++++ THE DATA
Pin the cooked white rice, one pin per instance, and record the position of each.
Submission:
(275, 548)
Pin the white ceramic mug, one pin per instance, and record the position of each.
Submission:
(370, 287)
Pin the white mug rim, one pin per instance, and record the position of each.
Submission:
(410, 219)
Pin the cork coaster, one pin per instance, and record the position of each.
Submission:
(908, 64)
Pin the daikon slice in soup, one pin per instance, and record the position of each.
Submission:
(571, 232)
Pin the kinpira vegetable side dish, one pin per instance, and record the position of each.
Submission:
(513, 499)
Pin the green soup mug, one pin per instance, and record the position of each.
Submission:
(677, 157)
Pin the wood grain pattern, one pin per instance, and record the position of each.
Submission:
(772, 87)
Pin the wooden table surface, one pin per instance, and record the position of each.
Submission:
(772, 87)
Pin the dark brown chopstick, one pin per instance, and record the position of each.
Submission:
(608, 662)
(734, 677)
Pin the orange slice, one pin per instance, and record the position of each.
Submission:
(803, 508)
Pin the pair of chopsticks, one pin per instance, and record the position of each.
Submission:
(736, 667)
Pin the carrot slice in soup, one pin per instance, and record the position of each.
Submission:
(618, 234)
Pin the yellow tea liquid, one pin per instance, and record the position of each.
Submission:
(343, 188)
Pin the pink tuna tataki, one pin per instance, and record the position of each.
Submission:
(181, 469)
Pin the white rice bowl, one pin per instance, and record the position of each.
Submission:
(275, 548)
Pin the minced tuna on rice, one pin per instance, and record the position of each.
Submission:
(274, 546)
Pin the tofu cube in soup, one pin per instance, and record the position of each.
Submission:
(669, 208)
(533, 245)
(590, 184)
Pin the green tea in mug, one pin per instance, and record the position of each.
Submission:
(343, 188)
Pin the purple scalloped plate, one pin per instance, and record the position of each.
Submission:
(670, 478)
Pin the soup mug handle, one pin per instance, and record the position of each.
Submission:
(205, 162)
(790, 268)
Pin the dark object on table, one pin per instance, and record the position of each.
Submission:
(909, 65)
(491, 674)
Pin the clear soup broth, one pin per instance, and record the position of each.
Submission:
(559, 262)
++++++++
**WHAT THIS TASK INVOLVES**. Give every entry again, exactly as it reads.

**RESULT BELOW**.
Pin the cooked white rice, one pin per instance, and record the position of each.
Submission:
(275, 548)
Pin the white ceramic mug, one pin per instance, and record the position of each.
Submission:
(370, 287)
Pin the white mug rim, one pin per instance, and record the position of each.
Submission:
(410, 219)
Pin the cork coaster, one pin per instance, and record the position of each.
Submission:
(908, 64)
Pin the daikon slice in soup, one pin per instance, and record the position of each.
Submission:
(571, 232)
Pin the kinpira vegetable side dish, one pin per instance, and record the position of each.
Submission:
(513, 499)
Pin the green soup mug, one pin per instance, and record the position of each.
Submission:
(677, 157)
Pin the wood grain pattern, one pin per instance, and record the position of each.
Submission:
(772, 87)
Pin the wooden table surface, one pin per instance, and record the position of each.
Submission:
(772, 87)
Pin the dark brown chopstick, one pin per instance, and record the position of each.
Submission:
(608, 662)
(734, 677)
Pin the orange slice, one pin per instance, and record the position of each.
Submission:
(803, 508)
Pin the pair of chopsticks, one pin per instance, and record the position of each.
Submission:
(736, 667)
Pin the carrot slice in soup, one pin per instance, and record the position of each.
Submission:
(618, 234)
Pin the yellow tea liquid, one pin per instance, and record the position of each.
Submission:
(343, 188)
Pin the pink tuna tataki, one pin per instance, and record the position of each.
Submission:
(181, 469)
Pin the white rice bowl, one pin per instance, and record the position of each.
Submission:
(275, 548)
Pin the minced tuna on rice, one pin per instance, and record the position of each.
Submission:
(274, 546)
Pin the tofu cube in soup, one pin per instance, and record the position of each.
Submission:
(669, 208)
(533, 245)
(590, 184)
Pin the green tea in mug, one pin per instance, and record the position of each.
Submission:
(343, 188)
Pin the purple scalloped plate, one pin per instance, and record the position of each.
Submission:
(670, 478)
Pin the soup mug handle, one pin per instance, and record the position of each.
Submission:
(205, 162)
(790, 268)
Pin the dark object on table, one pin per instance, and record the position of each.
Submission:
(909, 65)
(491, 674)
Pin the clear soup broth, one pin per instance, and record the position of each.
Submission:
(559, 262)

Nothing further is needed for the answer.